= ABOUT THIS EXERCISE =
Omit every picture, then return each line of the data below exactly.

= TASK INPUT =

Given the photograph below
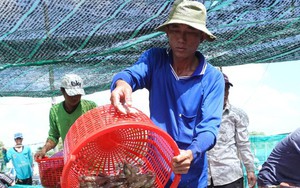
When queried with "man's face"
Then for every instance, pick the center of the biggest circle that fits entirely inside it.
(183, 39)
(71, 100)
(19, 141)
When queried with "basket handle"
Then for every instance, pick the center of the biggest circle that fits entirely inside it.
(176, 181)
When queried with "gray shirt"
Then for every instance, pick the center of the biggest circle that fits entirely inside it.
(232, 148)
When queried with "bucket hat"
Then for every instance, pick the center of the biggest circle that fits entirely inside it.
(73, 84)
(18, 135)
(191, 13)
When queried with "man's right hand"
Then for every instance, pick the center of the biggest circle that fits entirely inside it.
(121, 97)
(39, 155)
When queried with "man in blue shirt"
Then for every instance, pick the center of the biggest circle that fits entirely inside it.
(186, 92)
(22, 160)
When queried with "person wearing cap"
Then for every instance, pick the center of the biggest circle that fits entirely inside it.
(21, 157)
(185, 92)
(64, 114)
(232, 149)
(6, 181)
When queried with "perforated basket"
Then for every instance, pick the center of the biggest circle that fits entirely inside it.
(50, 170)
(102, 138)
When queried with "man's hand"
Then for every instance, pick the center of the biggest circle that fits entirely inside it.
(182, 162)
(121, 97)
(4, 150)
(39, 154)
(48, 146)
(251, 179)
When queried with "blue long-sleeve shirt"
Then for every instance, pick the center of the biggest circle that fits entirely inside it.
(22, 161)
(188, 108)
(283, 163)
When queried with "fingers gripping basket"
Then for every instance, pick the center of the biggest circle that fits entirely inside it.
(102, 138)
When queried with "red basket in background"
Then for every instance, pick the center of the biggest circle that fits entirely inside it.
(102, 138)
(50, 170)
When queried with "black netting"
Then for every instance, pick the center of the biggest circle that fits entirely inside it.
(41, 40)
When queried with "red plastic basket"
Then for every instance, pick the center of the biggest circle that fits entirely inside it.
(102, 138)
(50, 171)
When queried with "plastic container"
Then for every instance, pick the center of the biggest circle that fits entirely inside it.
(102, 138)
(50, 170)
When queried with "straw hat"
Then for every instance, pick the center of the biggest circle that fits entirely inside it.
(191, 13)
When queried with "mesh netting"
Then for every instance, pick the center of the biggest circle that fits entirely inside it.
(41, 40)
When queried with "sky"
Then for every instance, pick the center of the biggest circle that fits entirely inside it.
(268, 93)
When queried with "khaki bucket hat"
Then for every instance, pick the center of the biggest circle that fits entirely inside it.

= PROBLEM SOLUTION =
Given the photograph below
When queried with "man's face"
Then for every instance, pick the center of the biggest circle that fits entirely inside it.
(183, 39)
(71, 100)
(19, 141)
When queried with "basket handle"
Then for every instance, pick the center of the biggest circle that fits entirely inside it.
(176, 181)
When queried with "gray shirt"
Then for every instance, pick the center of the biggest circle that fits entirely inside it.
(232, 148)
When queried with "bucket hat"
Then for every instance, pick the center of the biggest circle that fits entirely inside it.
(73, 84)
(18, 135)
(191, 13)
When queried with "man's right hand"
Then for every instance, pick the center of the biggest circle that fits entirely inside it.
(121, 97)
(39, 155)
When queried with "man in blue shirt"
Then for every instance, pick the center of the biggest circle that fits entirely inside it.
(186, 92)
(22, 160)
When queried with "person wearing cap"
Then for every instance, pick the center of the biggest circle that fits entirely inside it.
(21, 157)
(185, 92)
(64, 114)
(232, 149)
(6, 181)
When queried with "perforated basket"
Then for every instance, pick the center of the biggest circle that fits entirely inside it.
(50, 170)
(102, 138)
When queried with "man's hand"
Then for every instance, pick the center of the biggest circle that fits entirely inside it.
(182, 162)
(121, 97)
(4, 150)
(39, 154)
(48, 146)
(251, 179)
When queried with "blue long-sleeve shirt"
Then for every instance, pick the center of the biggest circle that fits entirely inside it.
(22, 161)
(188, 108)
(283, 163)
When queried with "fingers gripping basket"
Then for every instance, pick the center of the biggest circle that fits entirely inside it.
(102, 138)
When queried with "red basket in background"
Then for every instance, pick the center of the biggest circle that fits entirely inside it.
(102, 138)
(50, 170)
When queried with "black netting"
Then for every instance, pick the center of the biggest circle that fits entirely inside it.
(41, 40)
When queried with "red plastic basket"
Then for every instance, pick the center of the biggest circle that fits entirely inside it.
(102, 138)
(50, 171)
When queried with "plastic container"
Then for every instance, pick the center of the biggest circle that fits entirely inside it.
(102, 138)
(50, 170)
When queried with "straw hat"
Then for every instance, pick the center of the biggest circle that fits entirely inside it.
(191, 13)
When queried with "mesh netting"
Then for every instance, pick the center of the biggest circle that fits entirely inside it.
(41, 40)
When queried with "sky"
Then for every instance, pick the center of the biggest circle that fits entirely inside it.
(268, 93)
When queried with "khaki bucket hat"
Then for every instance, pick the center of the biggest circle that fits entirely inside it.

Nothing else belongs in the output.